> Set problem 1:
In the records starting at the line containing "Find the **pointed" and ending at the line containing "[[341,51],[313,69],[309,109],[333,293],[414,275],[375,110]]", replace "trace" with "draw" and keep everything else the same. Return only those lines.

> Source extract:

○ ○ ○

In this section, we will change some parameters of model in order to optimize the accuracy.

In [None]:
class NestNet(nn.Module):
  """Nested Transformer Net."""
  num_classes: int
  config: ml_collections.ConfigDict
  train: bool = False
  dtype: int = jnp.float32
  activation_fn: Any = nn.gelu

  @nn.compact
  def __call__(self, inputs):
    config = self.config
    num_layers_per_block = config.num_layers_per_block
    num_blocks = len(num_layers_per_block)
    # Here we just assume image/patch size are squared.
    assert inputs.shape[1] == inputs.shape[2]
    assert inputs.shape[1] % config.init_patch_embed_size == 0
    input_size_after_patch = inputs.shape[1] // config.init_patch_embed_size
    assert input_size_after_patch % config.patch_size == 0
    down_sample_ratio = input_size_after_patch // config.patch_size
    # There are 4 child nodes for each node.

○ ○ ○

> Materials provided:
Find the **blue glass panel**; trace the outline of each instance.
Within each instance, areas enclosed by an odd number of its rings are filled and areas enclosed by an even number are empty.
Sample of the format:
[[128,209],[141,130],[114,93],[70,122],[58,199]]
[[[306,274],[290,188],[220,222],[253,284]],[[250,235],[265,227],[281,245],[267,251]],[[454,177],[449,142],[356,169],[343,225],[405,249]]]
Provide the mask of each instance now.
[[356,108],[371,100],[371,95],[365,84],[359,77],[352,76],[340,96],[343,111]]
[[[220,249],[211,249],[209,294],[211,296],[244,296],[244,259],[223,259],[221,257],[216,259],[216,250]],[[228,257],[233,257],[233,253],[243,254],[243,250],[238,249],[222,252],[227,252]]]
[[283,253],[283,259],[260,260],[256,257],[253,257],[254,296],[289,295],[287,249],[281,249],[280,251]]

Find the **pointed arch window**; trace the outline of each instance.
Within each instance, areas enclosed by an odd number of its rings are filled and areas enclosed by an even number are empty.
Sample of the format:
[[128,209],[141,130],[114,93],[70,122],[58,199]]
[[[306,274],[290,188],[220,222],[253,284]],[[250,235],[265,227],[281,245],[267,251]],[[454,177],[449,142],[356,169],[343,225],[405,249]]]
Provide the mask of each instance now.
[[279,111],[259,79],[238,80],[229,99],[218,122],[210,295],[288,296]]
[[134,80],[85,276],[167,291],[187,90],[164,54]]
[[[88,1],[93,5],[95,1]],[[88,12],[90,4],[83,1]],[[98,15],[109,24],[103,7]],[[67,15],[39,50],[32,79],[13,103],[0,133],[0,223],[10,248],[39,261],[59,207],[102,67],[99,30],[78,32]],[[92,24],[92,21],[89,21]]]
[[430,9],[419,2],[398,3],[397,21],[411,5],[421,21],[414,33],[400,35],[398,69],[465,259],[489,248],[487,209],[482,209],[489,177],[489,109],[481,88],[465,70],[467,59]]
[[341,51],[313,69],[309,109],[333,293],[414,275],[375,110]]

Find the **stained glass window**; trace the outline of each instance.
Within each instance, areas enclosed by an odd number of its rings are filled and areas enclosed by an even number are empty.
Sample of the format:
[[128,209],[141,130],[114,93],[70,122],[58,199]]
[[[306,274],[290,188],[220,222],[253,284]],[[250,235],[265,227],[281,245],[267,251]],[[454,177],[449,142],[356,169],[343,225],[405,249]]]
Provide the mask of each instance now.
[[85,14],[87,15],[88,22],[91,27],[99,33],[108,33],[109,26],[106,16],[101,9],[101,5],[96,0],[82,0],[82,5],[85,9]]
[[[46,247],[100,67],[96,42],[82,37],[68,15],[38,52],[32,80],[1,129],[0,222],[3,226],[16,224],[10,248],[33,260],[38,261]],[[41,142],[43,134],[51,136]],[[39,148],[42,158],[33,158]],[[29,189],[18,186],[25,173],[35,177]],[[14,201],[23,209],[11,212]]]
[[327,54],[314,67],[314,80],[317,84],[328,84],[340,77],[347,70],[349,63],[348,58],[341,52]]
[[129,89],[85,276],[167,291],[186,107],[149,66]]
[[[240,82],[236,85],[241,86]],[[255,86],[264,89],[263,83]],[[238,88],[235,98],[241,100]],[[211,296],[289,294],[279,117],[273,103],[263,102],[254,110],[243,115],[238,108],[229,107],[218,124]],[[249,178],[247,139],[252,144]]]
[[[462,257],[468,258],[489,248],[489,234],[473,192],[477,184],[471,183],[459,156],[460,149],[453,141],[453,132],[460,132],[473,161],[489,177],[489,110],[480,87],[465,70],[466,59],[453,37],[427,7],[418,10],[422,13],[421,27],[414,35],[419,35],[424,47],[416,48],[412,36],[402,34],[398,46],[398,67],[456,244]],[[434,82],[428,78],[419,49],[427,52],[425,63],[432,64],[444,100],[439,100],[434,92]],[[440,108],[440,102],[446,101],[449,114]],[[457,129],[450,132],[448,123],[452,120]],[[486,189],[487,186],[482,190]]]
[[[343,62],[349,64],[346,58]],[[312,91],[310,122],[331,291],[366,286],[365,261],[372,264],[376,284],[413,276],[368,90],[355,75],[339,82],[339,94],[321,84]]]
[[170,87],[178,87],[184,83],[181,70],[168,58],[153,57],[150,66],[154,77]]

○ ○ ○

> Set problem 2:
Continue the Nested Transformer Net code from the point where it stops.

> Final result 1:
Find the **pointed arch window**; draw the outline of each instance.
Within each instance, areas enclosed by an odd number of its rings are filled and areas enclosed by an even number are empty.
Sample of the format:
[[128,209],[141,130],[114,93],[70,122],[58,199]]
[[[306,274],[290,188],[220,222],[253,284]],[[250,235],[265,227],[281,245],[267,251]],[[454,177],[449,142],[356,169],[343,225],[405,249]]]
Provide the mask of each instance now.
[[279,111],[259,79],[238,80],[229,99],[218,122],[210,295],[288,296]]
[[134,80],[85,276],[167,291],[187,90],[164,54]]
[[[88,1],[93,5],[95,1]],[[88,12],[90,4],[83,1]],[[98,15],[109,24],[103,7]],[[67,15],[39,50],[32,79],[13,103],[0,133],[0,223],[10,248],[39,261],[59,207],[102,67],[99,30],[78,32]],[[92,24],[92,21],[89,21]]]
[[430,9],[419,2],[398,3],[397,21],[411,5],[421,21],[414,33],[400,35],[398,69],[465,259],[489,248],[487,209],[482,209],[489,177],[489,109],[481,88],[465,70],[467,59]]
[[341,51],[313,69],[309,109],[333,293],[414,275],[375,110]]

> Final result 2:
    assert num_blocks == int(np.log(down_sample_ratio) / np.log(2) + 1)

    # If `scale_hidden_dims` is provided, at every block, it increases hidden
    # dimension and num_heads by `scale_hidden_dims`. Set `scale_hidden_dims=2`
    # overall is a common design, so we do not gives the flexibility to control
    # layer-wise `scale_hidden_dims` to simplify the architecture.
    scale_hidden_dims = config.get("scale_hidden_dims", None)

    norm_fn = attn_utils.get_norm_layer(
        self.train, self.dtype, norm_type=config.norm_type)
    conv_fn = functools.partial(
        nn.Conv, dtype=self.dtype, kernel_init=default_kernel_init)
    dense_fn = functools.partial(
        nn.Dense, dtype=self.dtype, kernel_init=default_kernel_init)
    encoder_dict = dict(
        num_heads=config.num_heads,
        norm_fn=norm_fn,
        mlp_ratio=config.mlp_ratio,
        attn_type=config.attn_type,
        dense_fn=dense_fn,
        activation_fn=self.activation_fn,
        qkv_bias=config.qkv_bias,
        attn_drop=config.attn_drop,
        proj_drop=config.proj_drop,
        train=self.train,
        dtype=self.dtype)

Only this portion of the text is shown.